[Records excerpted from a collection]

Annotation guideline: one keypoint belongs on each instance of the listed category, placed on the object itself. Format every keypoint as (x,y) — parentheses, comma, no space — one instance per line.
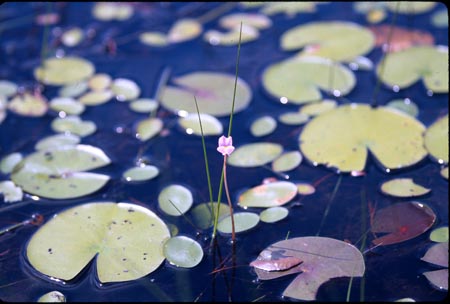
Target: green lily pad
(52,297)
(75,125)
(213,91)
(231,37)
(404,68)
(300,79)
(125,89)
(273,214)
(287,161)
(148,128)
(140,173)
(243,221)
(11,193)
(72,37)
(263,126)
(403,187)
(317,108)
(184,29)
(436,140)
(293,118)
(182,251)
(335,40)
(341,138)
(73,89)
(100,82)
(203,214)
(95,98)
(175,200)
(57,173)
(255,154)
(58,140)
(255,20)
(8,88)
(323,259)
(125,239)
(28,105)
(439,235)
(61,71)
(144,105)
(268,195)
(67,104)
(9,161)
(404,105)
(210,124)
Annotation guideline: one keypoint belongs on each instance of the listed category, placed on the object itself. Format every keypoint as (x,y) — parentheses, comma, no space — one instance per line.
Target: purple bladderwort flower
(225,145)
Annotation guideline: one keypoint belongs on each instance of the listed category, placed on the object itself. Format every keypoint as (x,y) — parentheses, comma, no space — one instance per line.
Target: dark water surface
(392,272)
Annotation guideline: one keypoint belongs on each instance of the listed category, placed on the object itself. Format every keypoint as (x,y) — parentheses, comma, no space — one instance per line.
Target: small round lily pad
(175,200)
(183,251)
(243,221)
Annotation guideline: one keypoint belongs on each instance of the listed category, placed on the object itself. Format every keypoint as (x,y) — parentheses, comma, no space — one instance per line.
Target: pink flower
(225,145)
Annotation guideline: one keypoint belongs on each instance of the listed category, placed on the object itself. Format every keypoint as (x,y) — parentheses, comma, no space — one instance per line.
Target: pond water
(342,206)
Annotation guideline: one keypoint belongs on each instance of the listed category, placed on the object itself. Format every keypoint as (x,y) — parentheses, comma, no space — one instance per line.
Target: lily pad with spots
(301,79)
(323,259)
(403,187)
(426,63)
(402,222)
(213,91)
(436,140)
(268,195)
(255,154)
(341,138)
(335,40)
(116,235)
(58,173)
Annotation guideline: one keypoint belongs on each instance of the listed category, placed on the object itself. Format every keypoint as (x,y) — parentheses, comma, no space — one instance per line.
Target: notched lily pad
(268,195)
(341,138)
(125,239)
(322,259)
(255,154)
(213,91)
(301,79)
(401,222)
(57,173)
(403,187)
(183,251)
(436,140)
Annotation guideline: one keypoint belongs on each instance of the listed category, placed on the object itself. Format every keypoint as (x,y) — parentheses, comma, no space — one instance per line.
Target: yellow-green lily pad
(62,71)
(73,124)
(341,138)
(183,251)
(67,104)
(335,40)
(210,124)
(255,154)
(268,195)
(125,239)
(58,172)
(301,79)
(263,126)
(436,140)
(213,91)
(404,68)
(175,200)
(403,187)
(287,161)
(243,221)
(148,128)
(28,105)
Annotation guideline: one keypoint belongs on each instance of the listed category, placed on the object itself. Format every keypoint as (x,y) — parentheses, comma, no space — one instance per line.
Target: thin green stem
(233,237)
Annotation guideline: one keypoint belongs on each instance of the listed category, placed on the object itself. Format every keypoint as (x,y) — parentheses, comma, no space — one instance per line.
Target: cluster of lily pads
(130,241)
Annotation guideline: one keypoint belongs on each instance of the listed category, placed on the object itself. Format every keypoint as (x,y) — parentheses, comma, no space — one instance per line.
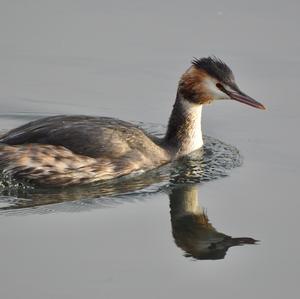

_EXERCISE INSTRUCTIONS_. Could you give all the records again, exactly, minus the pictures?

_SOLUTION BELOW_.
Annotation guideline: one keypoint belongs on each instance of the listed category, placed on the object itself. Format every keypoint as (x,y) — parentheses, comma, no space — one instance per line.
Target: green lily pad
(52,297)
(75,125)
(213,91)
(231,37)
(404,68)
(300,79)
(125,89)
(273,214)
(287,161)
(148,128)
(140,173)
(243,221)
(11,193)
(72,37)
(263,126)
(403,187)
(317,108)
(184,29)
(436,140)
(293,118)
(182,251)
(335,40)
(341,138)
(73,89)
(100,82)
(203,214)
(95,98)
(175,200)
(57,173)
(255,154)
(58,140)
(255,20)
(8,88)
(323,259)
(125,239)
(28,105)
(439,235)
(61,71)
(144,105)
(268,195)
(67,104)
(9,161)
(404,105)
(210,124)
Annotation guideline: one keypoint belongs on each instance of the listed category, placed on the object itself. Format every keypoint as (x,y) — parentheses, comma, no space — one instance per line.
Target: purple bladderwort flower
(225,145)
Annotation guideline: one keypoint belongs on each instance of the listed category, placed on the object itself. Format every keypoint as (x,y) — parentheses, comma, no space — one instance per line.
Target: dark water surface
(392,272)
Annotation guideline: one keypoint belongs on each instance of the listed category, placed on the object itself. Format every keypoint as (x,y) — parentheses, comma, no space — one instance per line.
Target: small round lily pad
(175,200)
(183,251)
(243,221)
Annotation guideline: one keypoint belongs on each instance of the listed category, placed on the object itself. Format every keypoint as (x,y) — parentheses, comma, no space — one instance per line.
Target: pink flower
(225,145)
Annotation guideline: one keypoint belongs on each instance of the listed category, placed on the object itself. Format every keypoint as (x,y) — parentheses, comma, no space — one instance per line.
Target: pond water
(342,206)
Annotation guideline: one keypoint belongs on each instance of the listed category, placed on the object itself. Format every keypoint as (x,y) — parentheses, comma, no space — one instance per line.
Target: lily pad with spots
(301,79)
(323,259)
(403,187)
(426,63)
(402,222)
(213,91)
(436,140)
(268,195)
(255,154)
(341,138)
(335,40)
(116,235)
(58,173)
Annotation guideline: one keypoint belongs on each instance of the listed category, placed on the object itself. Format every keypoint as (x,y) — parentheses, comma, no space — one instance per line.
Target: notched lily pad
(268,195)
(341,138)
(125,239)
(322,259)
(255,154)
(213,91)
(301,79)
(401,222)
(57,173)
(403,187)
(183,251)
(436,140)
Annotation guideline: one keypoint belongs on each instance of the listed category, placed on the object itself. Format every keypoint as (x,y) — parentheses, comma, no space — one instance per line.
Target: yellow-green lily pad
(62,71)
(73,124)
(341,138)
(183,251)
(67,104)
(335,40)
(210,124)
(255,154)
(268,195)
(125,239)
(58,172)
(301,79)
(263,126)
(436,140)
(213,91)
(404,68)
(175,200)
(403,187)
(287,161)
(243,221)
(148,128)
(28,105)
Annotation guideline: one keypoint belongs on each instance of the listed category, placed on the object itself. Format every keypoint as (x,y) — parentheses, comma, no space — one instance per line.
Target: thin green stem
(233,237)
Annotation guideline: one keypoint belongs on each instance of the listed category, placed on the object itself. Format every keypoint as (x,y) — parentheses, comma, no space — one instance per line.
Target: cluster of lily pads
(130,241)
Annotation guideline: one keypoint belongs on each instance of the listed category, placed on the object itself. Format every keypoint as (x,y) — parentheses, comma, no space — one instance per line.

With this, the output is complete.